Document passage:
>> BEGIN

Friday was a banner day. We went to the laundry. If you've never lived for weeks at a time on a boat that has no washing machine, you may not understand what a big event this was. We hadn't seen a self-service laundry in a very long time, and our wardrobe choices were dwindling. The two large bags of dirty laundry that we'd accumulated since leaving Licata were hard to handle, but fortunately the laundry is just a few steps from the dinghy dock. Figuring I'd be there at least an hour or two, I'd brought along a book to read. Imagine my surprise when the attendant took both bags from me, asked me for 14 euros and said "Lo facciamo" ("We do it"). I was free! I spent the next two hours wandering through the market and the shops in Ortigia. When I returned to the laundry at 1 p.m., my laundry had been washed, dried and neatly folded AND the attendant gave me a euro fifty in change. Apparently it had taken less time to dry the laundry than he'd anticipated. If I'd ever had any doubt that Siracusa is my favourite city in the Mediterranean, I know if for sure now.

>> END

Source material:
>> BEGIN

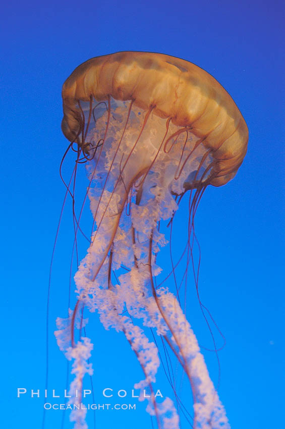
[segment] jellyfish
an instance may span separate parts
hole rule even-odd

>> END

Problems:
a - In the laundry story, at what time did the writer go back to the laundry?
b - Sum up the laundry story in two sentences.
c - Continue the laundry story from its final sentence.

Results:
a - 1 p.m.

b - After weeks on a boat with no washing machine, the writer carried two large bags of dirty laundry to a self-service laundry near the dinghy dock and expected to spend an hour or two there. Instead, the attendant did the washing for 14 euros while the writer explored the market and shops in Ortigia, and on returning the writer found everything washed, dried, and folded, got a euro fifty back in change, and felt sure that Siracusa is their favorite city in the Mediterranean.

c -
Each time we come to Siracusa, we meet interesting cruisers from all over the globe. This week has been no different, and we've had a busy social calendar. We've shared several lively evenings with Americans Stephen and Shawn and their friend Ross on Amaris and Jennifer and Mark on Starlet (who are cruising on a Nordhaven with their two very lovable dogs, Mitchell and Tory).
Then we spotted another Canadian flag in the anchorage and met Guy, a native of Montreal who has been single-handing on his Halberg Rassy 42 Blue Tang since 2006. Last night, Guy arrived onboard Aisling with a delicious plum cake that he had baked himself, using plums from the market. A new bar has been set. I just hope he doesn't lift anchor without giving me the recipe. My mother is going to love it.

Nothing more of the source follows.